Collected data:
## begin

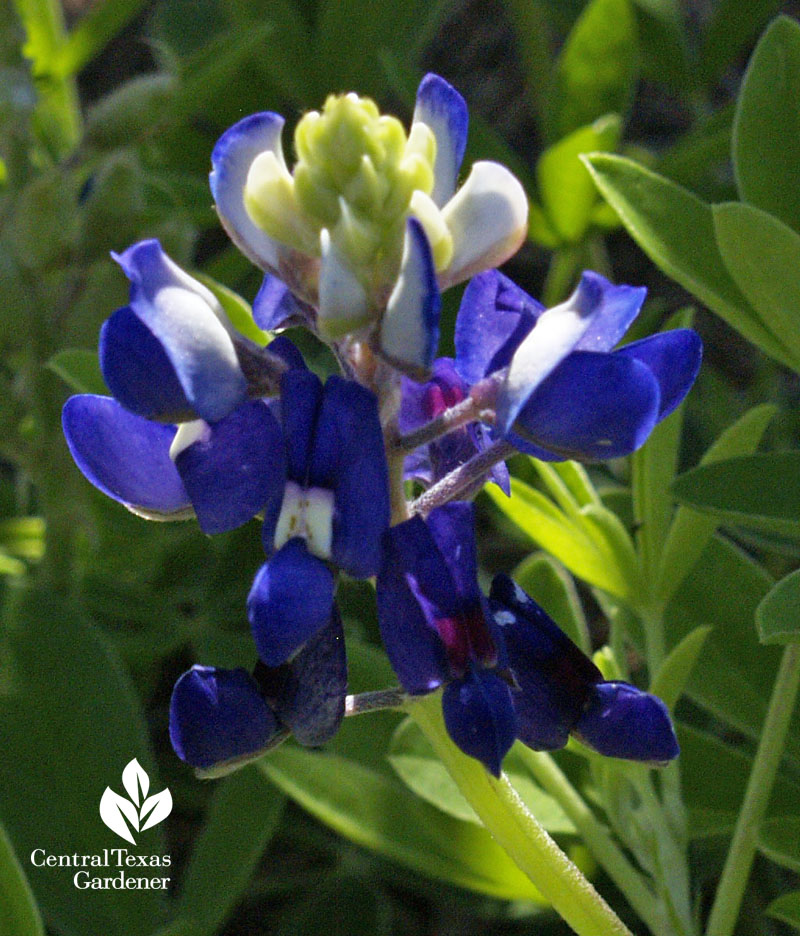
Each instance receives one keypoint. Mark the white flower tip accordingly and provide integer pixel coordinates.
(488, 220)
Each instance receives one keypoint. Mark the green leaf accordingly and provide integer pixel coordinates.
(238, 311)
(676, 230)
(762, 255)
(380, 813)
(729, 32)
(80, 369)
(786, 908)
(585, 549)
(766, 136)
(567, 191)
(760, 492)
(671, 679)
(734, 675)
(19, 915)
(242, 818)
(597, 68)
(714, 807)
(548, 582)
(690, 530)
(776, 617)
(70, 716)
(779, 840)
(93, 32)
(415, 762)
(653, 468)
(23, 536)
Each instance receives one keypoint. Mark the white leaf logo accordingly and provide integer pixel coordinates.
(115, 809)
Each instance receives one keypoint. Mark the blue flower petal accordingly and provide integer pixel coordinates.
(554, 677)
(348, 458)
(622, 721)
(276, 307)
(674, 359)
(414, 648)
(288, 351)
(494, 317)
(442, 108)
(311, 702)
(555, 336)
(409, 333)
(187, 320)
(617, 307)
(138, 372)
(291, 600)
(479, 717)
(301, 398)
(218, 716)
(453, 529)
(125, 456)
(236, 469)
(592, 406)
(231, 159)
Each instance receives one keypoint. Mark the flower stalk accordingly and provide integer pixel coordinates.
(504, 814)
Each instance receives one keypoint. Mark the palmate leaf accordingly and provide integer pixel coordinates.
(415, 762)
(766, 136)
(676, 230)
(380, 813)
(759, 492)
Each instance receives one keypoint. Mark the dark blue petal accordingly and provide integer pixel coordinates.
(617, 307)
(553, 675)
(217, 716)
(414, 648)
(443, 109)
(231, 159)
(453, 529)
(673, 358)
(349, 459)
(138, 372)
(236, 469)
(123, 455)
(409, 333)
(494, 317)
(622, 721)
(311, 701)
(592, 406)
(291, 600)
(187, 321)
(276, 307)
(301, 398)
(479, 717)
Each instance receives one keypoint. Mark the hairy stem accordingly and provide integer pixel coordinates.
(462, 479)
(507, 818)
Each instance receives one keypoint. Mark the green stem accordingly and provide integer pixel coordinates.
(517, 831)
(725, 910)
(595, 835)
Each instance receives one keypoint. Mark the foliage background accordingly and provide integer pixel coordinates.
(104, 139)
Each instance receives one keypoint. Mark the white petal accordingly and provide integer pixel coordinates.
(488, 220)
(554, 336)
(343, 305)
(410, 325)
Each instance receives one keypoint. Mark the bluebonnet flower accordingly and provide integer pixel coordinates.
(172, 357)
(332, 513)
(561, 390)
(221, 719)
(507, 670)
(368, 226)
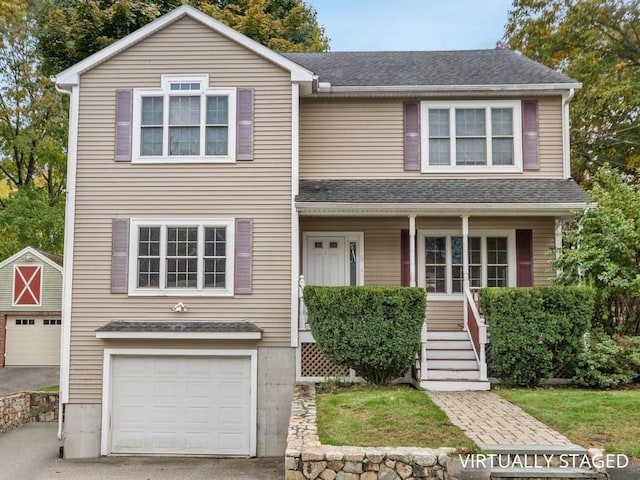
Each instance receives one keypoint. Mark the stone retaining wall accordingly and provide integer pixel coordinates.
(25, 407)
(307, 459)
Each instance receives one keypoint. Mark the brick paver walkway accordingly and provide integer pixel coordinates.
(489, 419)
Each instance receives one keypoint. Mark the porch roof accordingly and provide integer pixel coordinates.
(530, 196)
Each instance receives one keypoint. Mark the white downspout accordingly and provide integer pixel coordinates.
(67, 276)
(295, 223)
(412, 250)
(566, 141)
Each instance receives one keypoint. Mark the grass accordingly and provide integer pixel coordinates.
(52, 388)
(396, 416)
(604, 419)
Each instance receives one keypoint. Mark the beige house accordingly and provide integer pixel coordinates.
(30, 304)
(210, 179)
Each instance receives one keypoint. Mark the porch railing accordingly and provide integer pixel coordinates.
(477, 328)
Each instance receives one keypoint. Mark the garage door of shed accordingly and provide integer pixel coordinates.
(32, 340)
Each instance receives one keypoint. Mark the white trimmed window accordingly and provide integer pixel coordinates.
(181, 257)
(471, 136)
(184, 120)
(492, 261)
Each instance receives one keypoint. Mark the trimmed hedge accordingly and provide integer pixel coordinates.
(535, 331)
(373, 330)
(608, 362)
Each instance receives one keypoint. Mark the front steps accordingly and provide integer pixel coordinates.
(451, 363)
(570, 462)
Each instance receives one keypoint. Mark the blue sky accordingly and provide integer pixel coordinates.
(355, 25)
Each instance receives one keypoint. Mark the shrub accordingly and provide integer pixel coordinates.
(535, 331)
(608, 362)
(373, 330)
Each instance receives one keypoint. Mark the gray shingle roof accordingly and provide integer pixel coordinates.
(464, 67)
(440, 191)
(215, 327)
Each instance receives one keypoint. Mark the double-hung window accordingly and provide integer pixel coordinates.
(492, 261)
(471, 136)
(181, 257)
(184, 120)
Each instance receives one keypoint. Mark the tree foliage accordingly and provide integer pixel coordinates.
(33, 134)
(71, 30)
(602, 249)
(596, 42)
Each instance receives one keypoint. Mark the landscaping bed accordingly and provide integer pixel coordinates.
(605, 419)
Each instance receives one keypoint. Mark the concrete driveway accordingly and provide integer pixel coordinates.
(31, 451)
(19, 379)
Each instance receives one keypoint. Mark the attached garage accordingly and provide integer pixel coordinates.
(180, 402)
(32, 341)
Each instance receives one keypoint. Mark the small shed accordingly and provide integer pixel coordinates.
(30, 305)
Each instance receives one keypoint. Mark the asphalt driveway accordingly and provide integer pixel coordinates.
(19, 379)
(31, 452)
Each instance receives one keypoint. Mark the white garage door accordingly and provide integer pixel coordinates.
(181, 405)
(32, 341)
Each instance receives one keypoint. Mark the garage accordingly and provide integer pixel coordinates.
(32, 341)
(183, 404)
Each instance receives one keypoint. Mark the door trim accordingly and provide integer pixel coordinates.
(107, 401)
(358, 237)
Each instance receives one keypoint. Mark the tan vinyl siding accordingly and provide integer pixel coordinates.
(382, 251)
(258, 189)
(363, 138)
(51, 288)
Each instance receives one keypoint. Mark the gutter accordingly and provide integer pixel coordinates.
(439, 209)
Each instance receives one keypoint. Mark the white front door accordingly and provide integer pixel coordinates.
(333, 260)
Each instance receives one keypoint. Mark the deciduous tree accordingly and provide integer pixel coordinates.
(597, 42)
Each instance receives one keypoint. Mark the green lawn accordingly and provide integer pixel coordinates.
(590, 418)
(385, 416)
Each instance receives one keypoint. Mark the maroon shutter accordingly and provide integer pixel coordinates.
(124, 117)
(524, 257)
(405, 258)
(119, 255)
(244, 128)
(243, 256)
(530, 147)
(412, 136)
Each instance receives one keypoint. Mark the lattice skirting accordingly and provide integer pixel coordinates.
(316, 364)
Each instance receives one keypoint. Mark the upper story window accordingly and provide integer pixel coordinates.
(471, 136)
(184, 120)
(181, 257)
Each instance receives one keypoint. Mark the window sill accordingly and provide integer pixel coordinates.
(183, 159)
(178, 292)
(471, 169)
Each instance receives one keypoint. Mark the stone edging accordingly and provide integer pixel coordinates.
(25, 407)
(307, 459)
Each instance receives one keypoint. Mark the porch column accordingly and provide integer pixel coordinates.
(465, 267)
(412, 250)
(558, 242)
(465, 252)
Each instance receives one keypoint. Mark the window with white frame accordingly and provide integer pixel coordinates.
(185, 257)
(492, 261)
(471, 136)
(185, 119)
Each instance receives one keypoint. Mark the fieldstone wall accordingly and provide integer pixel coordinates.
(307, 459)
(25, 407)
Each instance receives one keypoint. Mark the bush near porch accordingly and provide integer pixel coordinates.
(535, 331)
(373, 330)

## end

Exclude the pictures and transcribe all of the entries exactly.

Each instance receives one keypoint. Mark the white flower tip accordingly and provide integer pixel coordinates.
(488, 220)
Each instance receives one keypoint. Mark the green leaf accordingly and provide integer pixel coordinates.
(238, 311)
(676, 230)
(762, 255)
(380, 813)
(729, 32)
(80, 369)
(786, 908)
(585, 549)
(766, 136)
(567, 191)
(760, 492)
(671, 679)
(734, 675)
(19, 915)
(242, 818)
(597, 68)
(714, 807)
(548, 582)
(690, 530)
(776, 617)
(70, 716)
(779, 840)
(93, 32)
(415, 762)
(653, 468)
(23, 536)
Each instance receives one keypoint. Mark the white leaf logo accordingly and provide integer pixel coordinates.
(115, 809)
Each instance receives one keypoint. Mark the blue flower petal accordingly and provide integer pixel coordinates.
(554, 677)
(348, 458)
(622, 721)
(276, 307)
(674, 359)
(414, 648)
(288, 351)
(494, 317)
(442, 108)
(311, 702)
(555, 336)
(409, 333)
(187, 320)
(617, 307)
(138, 372)
(291, 600)
(479, 717)
(301, 398)
(218, 716)
(453, 529)
(125, 456)
(236, 469)
(592, 406)
(231, 159)
Each instance receives one keypoint. Mark the flower stalk accordingly and provide integer pixel coordinates.
(504, 814)
Each instance receives one keypoint. Mark the palmate leaf accordingly and provide integer pixel coordinates.
(415, 762)
(766, 136)
(676, 230)
(380, 813)
(759, 492)
Each instance receives one keypoint. Mark the dark blue petal accordingly and provide integer pixel coordinates.
(617, 307)
(553, 675)
(217, 716)
(414, 648)
(443, 109)
(231, 159)
(453, 529)
(673, 358)
(349, 459)
(138, 372)
(236, 469)
(123, 455)
(409, 333)
(494, 317)
(622, 721)
(311, 701)
(592, 406)
(291, 600)
(187, 321)
(276, 307)
(301, 398)
(479, 717)
Each instance receives one keypoint. Mark the hairy stem accordingly and provide integer pixel coordinates.
(462, 479)
(507, 818)
Each instance receives one keypoint. Mark the green stem accordingly and provide integer pixel coordinates.
(517, 831)
(725, 910)
(595, 835)
Each instance receives one keypoint. Mark the foliage background accordingly and provide integer pixel coordinates.
(104, 139)
Each instance receives one keypoint. Mark the white petal accordingly and provide integer pixel coordinates.
(488, 220)
(554, 336)
(343, 305)
(410, 325)
Each instance receives one keypoint. Mark the bluebonnet flower accordingly and provide integer pixel coordinates.
(172, 357)
(332, 513)
(561, 390)
(221, 719)
(507, 670)
(368, 226)
Each instance receives one keypoint. Mark the stone retaining wall accordingly and provide integer pixel coordinates.
(25, 407)
(307, 459)
Each instance receives one keypoint. Mark the brick paver walkway accordingly and provide integer pixel coordinates.
(489, 419)
Each instance receives one keypoint. Mark the porch roof accordingly and provide integer pixel coordinates.
(530, 196)
Each instance receives one keypoint. Mark the white downspout accordingly and provide integer pixel coordinates.
(67, 276)
(295, 223)
(412, 250)
(566, 141)
Each instance receives one keypoint. Mark the grass accordingly and provide integer pixel coordinates.
(52, 388)
(396, 416)
(604, 419)
Each instance receives one keypoint. Mark the beige house accordingly and provide integer pixel coordinates.
(30, 304)
(210, 179)
Each instance receives one keypoint. Mark the porch railing accordingly and provide integer pixel coordinates.
(477, 328)
Each instance receives one keypoint. Mark the garage door of shed accordingly and provide integer pixel coordinates.
(32, 340)
Each instance receives one keypoint. Mark the white trimmed window accordingly and provide integer pixel coordinates.
(181, 257)
(471, 136)
(184, 120)
(492, 261)
Each instance receives one keypoint. Mark the trimmed hedge accordingly and provide integer pixel coordinates.
(535, 331)
(373, 330)
(608, 362)
Each instance receives one keypoint. Mark the front steps accordingly and provide integer pixel coordinates.
(451, 363)
(570, 462)
Each instance receives one keypoint. Mark the blue sky accordingly and provide integer pixel coordinates.
(355, 25)
Each instance receives one keypoint. Mark the shrub accordingly and provide integer pixel coordinates.
(535, 331)
(608, 362)
(373, 330)
Each instance receives one keypoint. Mark the gray shingle roof accordingly and provide integer pixel coordinates.
(464, 67)
(440, 191)
(215, 327)
Each instance receives one keypoint. Mark the double-hung window accordingly and provide integer pixel coordinates.
(492, 261)
(471, 136)
(181, 257)
(184, 120)
Each instance receives one keypoint. Mark the tree foliage accordingly and provide integer pixel coordinates.
(33, 134)
(71, 30)
(602, 249)
(596, 42)
Each instance receives one keypoint. Mark the landscaping bed accordingly and provide integer pixel coordinates.
(605, 419)
Each instance receives one keypoint. Mark the concrete driveway accordingly and provide integer pixel coordinates.
(31, 451)
(19, 379)
Each instance receives one keypoint. Mark the attached garage accordingly and provide integer pixel coordinates.
(180, 402)
(32, 341)
Each instance receives one keypoint. Mark the small shed accordingly and provide integer pixel coordinates.
(30, 305)
Each instance receives one keypoint. Mark the asphalt driveway accordingly and provide integer pixel coordinates.
(19, 379)
(31, 452)
Each instance receives one keypoint. Mark the white garage door accordingly and provide integer pixel coordinates.
(181, 405)
(32, 341)
Each instance receives one keypoint. Mark the garage accordingly and provide integer pixel coordinates.
(32, 341)
(183, 404)
Each instance receives one keypoint. Mark the door trim accordingly and provide integer pixel coordinates.
(107, 401)
(358, 237)
Each instance receives one keypoint. Mark the tan vinyl siding accordingly and provide integer pixel coordinates.
(382, 251)
(258, 189)
(363, 138)
(51, 288)
Each instance receives one keypoint. Mark the gutter accordingly and provide integer pixel coordinates.
(439, 209)
Each instance receives one keypoint. Mark the white front door accordingly and provide integer pixel coordinates.
(333, 260)
Each instance receives one keypoint. Mark the deciduous tree accordingly and provide integer pixel coordinates.
(597, 42)
Each instance receives one keypoint. Mark the green lawn accordingly and provide integer pixel coordinates.
(590, 418)
(385, 416)
Each instance receives one keypoint. Mark the maroon shutter accordingly and provide integer pixel coordinates.
(124, 117)
(524, 257)
(405, 258)
(119, 255)
(244, 128)
(243, 256)
(530, 147)
(412, 136)
Each instance receives one keypoint. Mark the lattice skirting accordingly and provide integer pixel coordinates.
(316, 364)
Each instance receives one keypoint. Mark the upper story window accordingly and provide integer pixel coordinates.
(471, 136)
(184, 120)
(181, 257)
Each instance receives one keypoint. Mark the window sill accordingly and provide integer pixel coordinates.
(183, 159)
(178, 292)
(471, 169)
Each instance receives one keypoint. Mark the stone edging accordingly and provide integer pixel coordinates.
(25, 407)
(307, 459)
Each instance receives one keypoint. Mark the porch column accordingly and provide integer pixel coordinates.
(465, 267)
(412, 250)
(558, 242)
(465, 252)
Each instance receives one keypoint. Mark the window with white frame accordingly and provide integer pixel coordinates.
(185, 257)
(492, 261)
(471, 136)
(185, 119)
Each instance receives one keypoint. Mark the fieldstone wall accordingly and provide integer pixel coordinates.
(307, 459)
(25, 407)
Each instance receives one keypoint. Mark the bush near porch accordingly and provide integer pixel coordinates.
(535, 331)
(373, 330)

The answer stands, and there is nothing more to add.